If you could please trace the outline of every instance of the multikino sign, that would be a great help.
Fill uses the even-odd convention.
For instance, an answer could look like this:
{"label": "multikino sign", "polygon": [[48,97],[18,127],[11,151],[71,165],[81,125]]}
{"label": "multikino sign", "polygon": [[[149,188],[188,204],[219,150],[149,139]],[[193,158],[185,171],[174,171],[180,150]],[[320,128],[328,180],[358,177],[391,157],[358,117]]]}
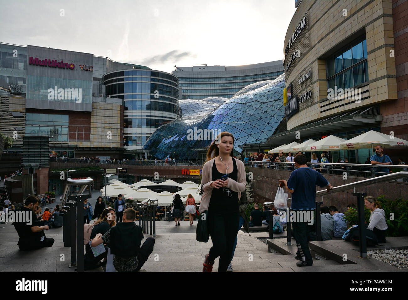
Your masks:
{"label": "multikino sign", "polygon": [[58,62],[54,59],[40,60],[38,59],[38,57],[36,57],[35,58],[30,57],[29,64],[42,67],[50,67],[51,68],[67,69],[70,70],[73,70],[75,69],[75,65],[73,63],[64,62],[62,60]]}

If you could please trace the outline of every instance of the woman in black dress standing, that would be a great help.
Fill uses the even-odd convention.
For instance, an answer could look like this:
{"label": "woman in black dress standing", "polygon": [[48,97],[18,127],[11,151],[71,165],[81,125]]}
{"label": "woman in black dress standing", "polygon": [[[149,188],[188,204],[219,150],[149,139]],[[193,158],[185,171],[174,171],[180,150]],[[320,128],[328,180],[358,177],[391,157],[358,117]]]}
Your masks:
{"label": "woman in black dress standing", "polygon": [[176,226],[177,226],[180,225],[180,219],[182,214],[181,210],[183,207],[183,201],[178,194],[175,195],[173,196],[173,203],[171,204],[173,218],[174,218]]}
{"label": "woman in black dress standing", "polygon": [[200,212],[208,211],[207,227],[213,242],[203,272],[212,271],[218,256],[218,271],[226,271],[239,230],[238,201],[245,190],[246,177],[244,163],[233,156],[233,148],[234,136],[220,133],[210,146],[203,167]]}
{"label": "woman in black dress standing", "polygon": [[96,203],[95,203],[95,210],[93,212],[93,216],[95,219],[98,219],[100,216],[101,213],[105,209],[105,202],[104,202],[103,198],[100,196],[96,200]]}

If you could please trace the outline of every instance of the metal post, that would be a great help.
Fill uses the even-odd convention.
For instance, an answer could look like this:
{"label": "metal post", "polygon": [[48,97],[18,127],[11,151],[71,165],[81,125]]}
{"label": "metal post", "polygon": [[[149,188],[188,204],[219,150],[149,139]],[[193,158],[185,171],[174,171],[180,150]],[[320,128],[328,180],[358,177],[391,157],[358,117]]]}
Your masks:
{"label": "metal post", "polygon": [[84,271],[84,197],[83,195],[76,195],[77,272]]}
{"label": "metal post", "polygon": [[151,235],[152,233],[153,233],[152,232],[152,230],[153,229],[153,224],[152,222],[153,222],[152,219],[153,219],[153,218],[155,218],[156,217],[156,216],[152,216],[152,215],[153,214],[153,208],[151,207],[151,205],[149,205],[149,223],[150,224],[150,225],[149,226],[149,234],[150,234],[150,235]]}
{"label": "metal post", "polygon": [[[272,220],[272,211],[271,210],[269,211],[269,238],[273,239],[273,231],[272,231],[272,227],[271,225],[273,222],[271,222],[271,220]],[[279,217],[280,218],[280,217]]]}
{"label": "metal post", "polygon": [[153,215],[155,216],[153,219],[153,236],[156,236],[156,206],[153,206]]}
{"label": "metal post", "polygon": [[366,224],[364,216],[364,197],[366,193],[354,193],[357,197],[357,213],[358,215],[358,228],[360,238],[360,257],[367,258],[367,242],[366,240]]}
{"label": "metal post", "polygon": [[[70,200],[71,199],[70,199]],[[76,265],[76,235],[75,231],[75,215],[76,209],[75,207],[75,203],[70,202],[67,203],[70,205],[69,210],[71,211],[70,218],[71,224],[69,227],[70,231],[70,246],[71,247],[71,264],[69,267],[75,267]]]}
{"label": "metal post", "polygon": [[290,224],[290,218],[289,215],[290,212],[290,207],[288,207],[286,210],[286,230],[288,233],[288,236],[286,237],[286,240],[288,242],[288,246],[292,245],[292,228]]}
{"label": "metal post", "polygon": [[322,240],[322,223],[320,219],[320,206],[323,201],[316,202],[316,240]]}

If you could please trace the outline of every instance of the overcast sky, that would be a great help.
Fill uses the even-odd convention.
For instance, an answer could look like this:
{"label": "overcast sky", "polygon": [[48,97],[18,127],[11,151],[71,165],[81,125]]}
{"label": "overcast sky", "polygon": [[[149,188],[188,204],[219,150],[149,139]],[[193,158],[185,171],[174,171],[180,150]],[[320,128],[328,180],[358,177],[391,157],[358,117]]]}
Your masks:
{"label": "overcast sky", "polygon": [[174,66],[282,60],[295,0],[0,0],[0,42]]}

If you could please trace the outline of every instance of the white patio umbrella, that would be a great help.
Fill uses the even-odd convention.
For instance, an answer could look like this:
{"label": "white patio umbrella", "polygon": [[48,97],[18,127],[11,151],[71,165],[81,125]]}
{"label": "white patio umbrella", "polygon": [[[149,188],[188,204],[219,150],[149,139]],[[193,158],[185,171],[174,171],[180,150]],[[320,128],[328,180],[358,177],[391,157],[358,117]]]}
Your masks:
{"label": "white patio umbrella", "polygon": [[308,140],[307,141],[304,142],[303,143],[301,143],[298,145],[294,146],[290,149],[288,149],[288,152],[289,152],[289,151],[290,151],[291,152],[298,152],[299,151],[303,151],[305,147],[312,143],[316,142],[316,141],[312,139]]}
{"label": "white patio umbrella", "polygon": [[147,179],[142,179],[140,181],[138,181],[137,182],[135,182],[133,184],[131,184],[131,185],[132,186],[132,187],[134,187],[139,186],[139,185],[141,185],[146,182],[150,182],[151,183],[154,183],[154,182],[153,181],[151,181],[150,180],[148,180]]}
{"label": "white patio umbrella", "polygon": [[198,184],[197,183],[194,183],[192,181],[186,181],[184,183],[182,183],[180,184],[180,186],[182,188],[185,189],[187,187],[198,187]]}
{"label": "white patio umbrella", "polygon": [[180,187],[182,184],[178,183],[171,179],[167,179],[167,180],[163,181],[162,182],[159,182],[157,184],[157,185],[175,185]]}
{"label": "white patio umbrella", "polygon": [[160,206],[166,206],[171,205],[173,202],[173,199],[174,199],[173,198],[173,196],[174,196],[174,194],[170,192],[168,192],[167,191],[164,191],[161,193],[156,193],[156,195],[154,197],[148,198],[142,201],[142,203],[144,204],[146,201],[150,199],[157,199],[158,200],[157,204]]}
{"label": "white patio umbrella", "polygon": [[142,188],[145,187],[146,189],[151,189],[151,187],[154,187],[155,186],[157,185],[157,183],[155,183],[154,182],[143,182],[141,184],[139,184],[138,182],[138,184],[135,185],[131,186],[130,187],[134,190],[137,190],[138,189],[141,189]]}
{"label": "white patio umbrella", "polygon": [[271,154],[271,153],[275,153],[275,152],[279,152],[279,151],[282,151],[281,150],[283,149],[284,147],[286,146],[286,144],[284,144],[283,145],[281,145],[279,147],[277,147],[276,148],[273,148],[272,150],[270,150],[268,151],[268,154]]}
{"label": "white patio umbrella", "polygon": [[125,199],[131,200],[144,200],[148,198],[155,199],[158,193],[149,190],[149,189],[142,188],[137,191],[130,189],[130,191],[123,194]]}
{"label": "white patio umbrella", "polygon": [[340,143],[342,149],[370,149],[377,144],[380,144],[384,148],[408,146],[408,141],[370,130]]}
{"label": "white patio umbrella", "polygon": [[296,142],[292,142],[290,144],[288,144],[284,147],[283,152],[284,153],[286,152],[288,152],[292,151],[292,148],[293,147],[295,147],[297,145],[299,144],[299,143],[297,143]]}
{"label": "white patio umbrella", "polygon": [[318,151],[340,150],[340,144],[346,140],[330,135],[305,147],[304,151]]}
{"label": "white patio umbrella", "polygon": [[111,183],[109,185],[109,187],[130,187],[130,185],[128,184],[127,183],[125,183],[124,182],[122,182],[121,181],[119,182],[113,182],[113,183]]}
{"label": "white patio umbrella", "polygon": [[193,196],[194,197],[194,199],[195,199],[195,196],[198,196],[197,195],[197,193],[198,193],[197,189],[198,189],[198,187],[197,187],[191,186],[190,187],[187,187],[186,188],[182,189],[181,191],[179,191],[178,192],[177,192],[175,193],[178,194],[180,195],[180,197],[186,197],[188,194],[191,194],[193,195]]}
{"label": "white patio umbrella", "polygon": [[109,197],[118,197],[119,194],[125,195],[131,192],[134,191],[130,188],[127,187],[120,186],[112,187],[108,185],[106,187],[106,195],[105,195],[105,189],[102,189],[100,191],[102,192],[102,196],[106,196]]}

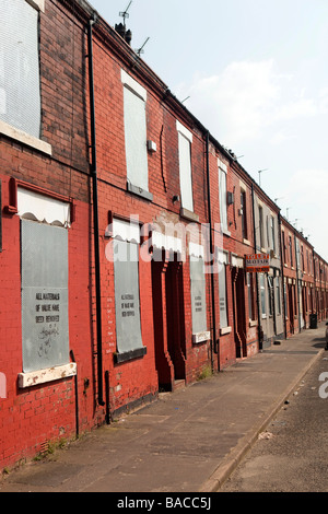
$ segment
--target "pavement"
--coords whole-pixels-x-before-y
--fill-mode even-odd
[[[311,366],[325,323],[25,464],[0,492],[211,493],[232,474]]]

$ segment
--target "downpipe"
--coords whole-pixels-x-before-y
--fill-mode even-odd
[[[212,233],[212,208],[211,208],[211,185],[210,185],[210,132],[207,131],[206,136],[206,154],[207,154],[207,183],[208,183],[208,207],[209,207],[209,225],[210,225],[210,255],[214,255],[213,233]],[[219,340],[216,340],[216,311],[215,311],[215,288],[214,288],[214,273],[211,272],[211,301],[212,301],[212,322],[213,322],[213,336],[211,342],[211,364],[213,373],[213,352],[218,354],[218,371],[220,371],[220,348]]]
[[[93,45],[92,27],[96,20],[89,20],[87,25],[87,58],[89,58],[89,92],[90,92],[90,125],[91,125],[91,177],[93,191],[93,223],[94,223],[94,259],[95,259],[95,291],[96,291],[96,334],[97,334],[97,401],[104,406],[103,397],[103,340],[102,340],[102,295],[101,295],[101,265],[99,265],[99,226],[98,226],[98,194],[97,194],[97,164],[96,164],[96,130],[94,105],[93,78]]]

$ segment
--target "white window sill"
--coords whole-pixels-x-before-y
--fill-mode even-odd
[[[232,331],[232,327],[220,328],[221,336],[225,336],[226,334],[230,334],[231,331]]]
[[[47,155],[52,154],[51,144],[46,143],[46,141],[43,141],[42,139],[37,139],[34,136],[30,136],[23,130],[19,130],[2,120],[0,120],[0,133],[7,136],[8,138],[12,138],[20,143],[38,150],[39,152],[46,153]]]
[[[189,211],[189,209],[186,209],[184,207],[180,208],[180,217],[186,218],[186,220],[189,221],[195,221],[196,223],[199,222],[199,215],[195,214],[195,212]]]
[[[209,331],[192,334],[192,342],[197,344],[198,342],[208,341],[211,337]]]
[[[77,364],[71,362],[62,366],[47,367],[45,370],[32,371],[30,373],[19,373],[19,387],[32,387],[46,382],[59,381],[77,374]]]
[[[222,229],[222,234],[231,236],[231,232],[227,229]]]
[[[45,0],[26,0],[37,11],[45,12]]]

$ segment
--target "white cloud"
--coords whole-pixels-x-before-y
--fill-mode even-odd
[[[177,90],[178,96],[190,96],[188,108],[229,147],[259,140],[265,132],[279,144],[291,137],[289,121],[328,108],[327,90],[318,98],[306,97],[292,75],[279,73],[273,59],[232,62],[222,73],[196,75],[192,84]]]

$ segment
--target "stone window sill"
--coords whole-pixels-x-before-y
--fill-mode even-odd
[[[30,136],[23,130],[19,130],[2,120],[0,120],[0,133],[19,141],[20,143],[26,144],[26,147],[38,150],[39,152],[43,152],[47,155],[52,154],[51,144],[43,141],[42,139],[35,138],[34,136]]]
[[[192,334],[192,342],[194,344],[197,344],[199,342],[204,342],[204,341],[208,341],[210,337],[211,337],[211,334],[209,331]]]
[[[46,382],[68,378],[77,374],[77,364],[71,362],[62,366],[47,367],[45,370],[31,371],[28,373],[19,373],[19,387],[24,389]]]

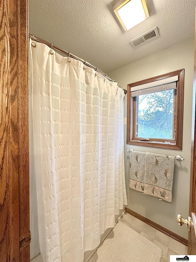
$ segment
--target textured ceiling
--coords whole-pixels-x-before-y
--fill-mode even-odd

Requirements » Collect every line of the material that contains the word "sill", and treat uppercase and lowercase as different.

Exercise result »
--target "white window sill"
--target "stone window sill"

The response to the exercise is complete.